→ TASK DETAILS:
Every record below must be set down again exactly as given.

^^^^^^^^^^^^^^^^

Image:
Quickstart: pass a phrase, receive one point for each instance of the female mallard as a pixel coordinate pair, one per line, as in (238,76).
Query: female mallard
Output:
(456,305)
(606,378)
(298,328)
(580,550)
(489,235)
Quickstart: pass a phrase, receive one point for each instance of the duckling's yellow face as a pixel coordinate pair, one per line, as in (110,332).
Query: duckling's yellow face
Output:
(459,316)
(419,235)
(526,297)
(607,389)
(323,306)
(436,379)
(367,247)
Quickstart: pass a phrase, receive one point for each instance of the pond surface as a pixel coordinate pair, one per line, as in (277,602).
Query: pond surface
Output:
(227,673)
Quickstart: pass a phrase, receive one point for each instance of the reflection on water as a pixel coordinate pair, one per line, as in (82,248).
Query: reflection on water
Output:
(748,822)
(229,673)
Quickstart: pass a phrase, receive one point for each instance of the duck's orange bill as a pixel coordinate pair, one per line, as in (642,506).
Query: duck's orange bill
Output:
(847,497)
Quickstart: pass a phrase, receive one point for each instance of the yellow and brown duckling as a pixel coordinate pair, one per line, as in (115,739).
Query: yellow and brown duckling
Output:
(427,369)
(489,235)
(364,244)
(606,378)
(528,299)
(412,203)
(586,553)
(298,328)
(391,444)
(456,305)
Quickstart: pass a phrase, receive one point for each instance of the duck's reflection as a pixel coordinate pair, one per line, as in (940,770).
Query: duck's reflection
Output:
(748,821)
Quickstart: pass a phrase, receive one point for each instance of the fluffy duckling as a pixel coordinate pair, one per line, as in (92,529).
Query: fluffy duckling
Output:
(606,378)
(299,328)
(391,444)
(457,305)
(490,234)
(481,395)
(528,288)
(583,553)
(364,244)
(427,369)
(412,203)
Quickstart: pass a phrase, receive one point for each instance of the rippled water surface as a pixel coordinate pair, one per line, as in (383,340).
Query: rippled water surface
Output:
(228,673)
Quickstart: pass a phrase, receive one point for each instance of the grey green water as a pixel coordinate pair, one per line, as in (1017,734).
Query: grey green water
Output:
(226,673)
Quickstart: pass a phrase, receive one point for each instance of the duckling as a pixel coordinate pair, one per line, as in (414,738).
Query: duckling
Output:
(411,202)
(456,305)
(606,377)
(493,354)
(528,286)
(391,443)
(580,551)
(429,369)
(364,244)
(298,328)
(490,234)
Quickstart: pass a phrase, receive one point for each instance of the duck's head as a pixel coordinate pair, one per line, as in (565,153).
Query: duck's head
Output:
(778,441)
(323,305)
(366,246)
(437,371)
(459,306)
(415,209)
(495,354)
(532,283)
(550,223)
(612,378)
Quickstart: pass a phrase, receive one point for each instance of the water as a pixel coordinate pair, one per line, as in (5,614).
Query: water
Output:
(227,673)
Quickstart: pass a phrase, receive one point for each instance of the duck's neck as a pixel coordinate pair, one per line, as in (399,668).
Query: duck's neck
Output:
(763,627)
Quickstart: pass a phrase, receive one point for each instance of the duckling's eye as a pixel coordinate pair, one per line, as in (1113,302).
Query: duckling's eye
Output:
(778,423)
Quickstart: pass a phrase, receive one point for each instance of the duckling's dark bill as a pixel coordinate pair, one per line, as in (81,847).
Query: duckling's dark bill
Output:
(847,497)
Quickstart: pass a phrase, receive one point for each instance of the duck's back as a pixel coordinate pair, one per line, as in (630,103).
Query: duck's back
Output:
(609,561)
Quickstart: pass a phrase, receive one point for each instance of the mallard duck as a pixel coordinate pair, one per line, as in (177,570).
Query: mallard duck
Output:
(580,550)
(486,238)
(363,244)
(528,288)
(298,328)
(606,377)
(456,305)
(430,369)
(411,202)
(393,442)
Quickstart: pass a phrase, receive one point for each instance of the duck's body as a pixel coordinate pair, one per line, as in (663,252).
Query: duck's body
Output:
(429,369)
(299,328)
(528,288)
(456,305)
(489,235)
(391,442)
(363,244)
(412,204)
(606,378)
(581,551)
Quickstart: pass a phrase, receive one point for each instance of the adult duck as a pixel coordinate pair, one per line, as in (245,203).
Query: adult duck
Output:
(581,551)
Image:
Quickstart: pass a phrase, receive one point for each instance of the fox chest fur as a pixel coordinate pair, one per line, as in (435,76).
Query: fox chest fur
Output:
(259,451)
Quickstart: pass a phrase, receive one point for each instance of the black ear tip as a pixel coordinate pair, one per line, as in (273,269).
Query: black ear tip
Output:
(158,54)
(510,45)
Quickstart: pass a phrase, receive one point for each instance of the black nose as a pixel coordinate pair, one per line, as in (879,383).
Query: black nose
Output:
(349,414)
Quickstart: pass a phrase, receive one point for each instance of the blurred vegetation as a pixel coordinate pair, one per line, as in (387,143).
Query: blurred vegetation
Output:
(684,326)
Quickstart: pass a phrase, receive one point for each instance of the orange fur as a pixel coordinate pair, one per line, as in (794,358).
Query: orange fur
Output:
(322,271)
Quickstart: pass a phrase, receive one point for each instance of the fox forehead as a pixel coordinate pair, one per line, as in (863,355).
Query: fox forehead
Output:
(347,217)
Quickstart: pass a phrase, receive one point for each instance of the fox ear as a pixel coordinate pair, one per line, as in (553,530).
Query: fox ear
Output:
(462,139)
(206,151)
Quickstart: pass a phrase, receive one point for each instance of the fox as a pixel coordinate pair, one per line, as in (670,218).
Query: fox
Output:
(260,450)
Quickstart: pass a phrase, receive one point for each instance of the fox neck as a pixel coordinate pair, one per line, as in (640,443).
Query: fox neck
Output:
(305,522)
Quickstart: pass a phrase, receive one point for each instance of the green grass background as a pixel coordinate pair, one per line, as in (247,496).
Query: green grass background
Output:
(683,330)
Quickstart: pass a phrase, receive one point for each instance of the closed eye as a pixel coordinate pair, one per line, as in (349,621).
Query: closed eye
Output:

^^^^^^^^^^^^^^^^

→ OUTPUT FOR THIS EXERCISE:
Image:
Quickstart: pass a phrase, receive one point for each instance of the female mallard as a pixel coordinate pair, one per line, as in (238,76).
Query: female mallard
Output:
(456,305)
(606,378)
(298,328)
(580,550)
(489,235)
Quickstart: pass a phrase, receive one point for each instance of the duckling's yellow face as a pixel coordinate pair, one per line, as in (110,332).
Query: duckling's yellow face
Output:
(459,316)
(419,235)
(526,297)
(607,389)
(323,306)
(436,379)
(367,247)
Quickstart: pass a phrase, receive one point for each instance of the pond surface as a pixel coordinate pair, one per line, as in (277,602).
Query: pond surface
Output:
(227,673)
Quickstart: pass a phrase, receive one point for each instance of the reflection on water as a pixel coordinate pair, one per line, as in (82,248).
Query: reflection on water
Output:
(748,822)
(229,673)
Quickstart: pass a phrase, receive one point for each instance of the duck's orange bill as a pixel coordinate pair, one per line, as in (642,506).
Query: duck's orange bill
Output:
(847,497)
Quickstart: pass a phrase, receive one point for each instance of the yellow and brown duckling as a pixel coordinate pair, one per line, as in (115,739).
Query: yellow and brown duckling
Output:
(427,369)
(489,235)
(364,244)
(606,378)
(528,299)
(412,203)
(586,553)
(298,328)
(391,444)
(456,305)
Quickstart: pass a phrase, receive one point for each instance of the duck's reflection as a pixel coordinate pair, one per line, as in (940,770).
Query: duck's reflection
Output:
(748,821)
Quickstart: pass a phrase, receive one point for each instance of the fluffy duckling as a pixel coordinate pair, one per line, as in (92,529).
Query: fluffy duckling
Output:
(606,378)
(299,328)
(391,444)
(457,305)
(490,234)
(481,395)
(528,288)
(583,553)
(364,244)
(427,369)
(412,203)
Quickstart: pass a phrase, receive one point for each instance of the rippled water surface as a pixel coordinate pair, one per line, as in (383,340).
Query: rippled water surface
Output:
(228,673)
Quickstart: pass a phrase, receive one point for each instance of the grey green water as a pixel coordinate pair, one per line, as in (1017,734).
Query: grey green water
Output:
(226,673)
Quickstart: pass a phrase, receive one point for each instance of the duckling as a pixel coordinate pair, one per line, as in (414,738).
Query: duckling
Output:
(411,202)
(456,305)
(606,377)
(493,354)
(528,286)
(391,443)
(580,551)
(429,369)
(364,244)
(298,328)
(490,234)
Quickstart: pass a phrase, receive one point for each instance of the duck's head as a pixel coordinate pair, one per line, as in (565,153).
Query: duck's head
Output:
(778,441)
(323,305)
(366,246)
(437,371)
(459,306)
(415,209)
(495,354)
(532,283)
(550,223)
(612,378)
Quickstart: pass a phrase, receive one point for each instance of the water as a pixel coordinate pair, one per line, as in (5,614).
Query: water
Output:
(227,673)
Quickstart: pass a phrase, receive one point for each instance of the duck's neck as a pixel coordinate pair, one per line, as in (399,668).
Query: duck's neck
Output:
(763,627)
Quickstart: pass a phrase, receive one point for each instance of the duckling's eye as a pixel coordinate pair, one per line, as in (1113,302).
Query: duckling's eye
Output:
(778,423)
Quickstart: pass a phrase, receive one point for each instance of the duckling's dark bill as a pixel coordinate pair, one per line, as in (81,847).
Query: duckling's dark bill
Output:
(847,497)
Quickstart: pass a phrase, receive one point for each instance of the duck's back as a pixel coordinate pair, one per line, as in (630,103).
Query: duck's back
Output:
(609,561)
Quickstart: pass a phrase, receive one point for each instance of the mallard duck as a pixel coordinate pair, one per line, as in (177,570).
Query: mallard duck
Output:
(580,550)
(486,238)
(363,244)
(528,288)
(298,328)
(606,377)
(456,305)
(430,369)
(411,202)
(393,442)
Quickstart: pass a phrase, receive one point for each instance of the duck's body as a pixel coordinate pair, one per line, as in (663,252).
Query: duck's body
Output:
(429,369)
(299,328)
(528,288)
(456,305)
(489,235)
(391,442)
(363,244)
(412,204)
(606,378)
(581,551)
Quickstart: pass a phrase, receive one point for each instance of the adult duck as a pixel coordinate pair, one per line, as in (245,203).
Query: adult duck
Output:
(581,551)
Image:
Quickstart: pass a phrase, receive one point for each instance of the fox chest fur as a pixel coordinate pair, one per line, as in (435,76).
Query: fox chest fur
Output:
(259,451)
Quickstart: pass a phrase, receive one point for each instance of the black ear tip as a pixel coordinate pair, one per line, as in (273,269).
Query: black ear tip
Output:
(158,54)
(510,45)
Quickstart: pass a phrase, receive one point for each instance of the black nose as a pixel coordinate pair, one per line, as in (879,383).
Query: black nose
Output:
(349,414)
Quickstart: pass a phrase, receive one point for each instance of the blurred vegetation as a pixel coordinate pair, one per line, as in (387,143).
Query: blurred vegetation
Output:
(684,326)
Quickstart: pass a phrase, receive one point for each instance of the orange fur as a pixel coordinate pair, one per line, as in (794,358).
Query: orange fur
Output:
(322,271)
Quickstart: pass a phrase, receive one point for each instance of the fox forehead as a pixel coordinate pair, one per line, as in (863,355).
Query: fox forehead
Output:
(347,217)
Quickstart: pass a phrase, receive one point for each instance of the fox ear as a pixel coordinate pair, one per line, as in (553,530).
Query: fox ear
Output:
(462,139)
(206,151)
Quickstart: pass a phrase, receive one point for each instance of the fox as a pixel coordinate pair, one per line, as in (670,218).
Query: fox
Output:
(260,450)
Quickstart: pass a phrase, receive one point for each instance of the fox neck as a pixel coordinate pair, one per line, as in (640,443).
Query: fox neck
Output:
(305,522)
Quickstart: pass a phrase, receive one point for each instance of the green grass background as a pixel coordinate pair, one per line, as in (247,496).
Query: green grass background
Output:
(683,330)
Quickstart: pass a phrase, receive one point for each instance of the closed eye as a pixel coordinate pair, one per line, as in (349,621).
Query: closed eye
Output:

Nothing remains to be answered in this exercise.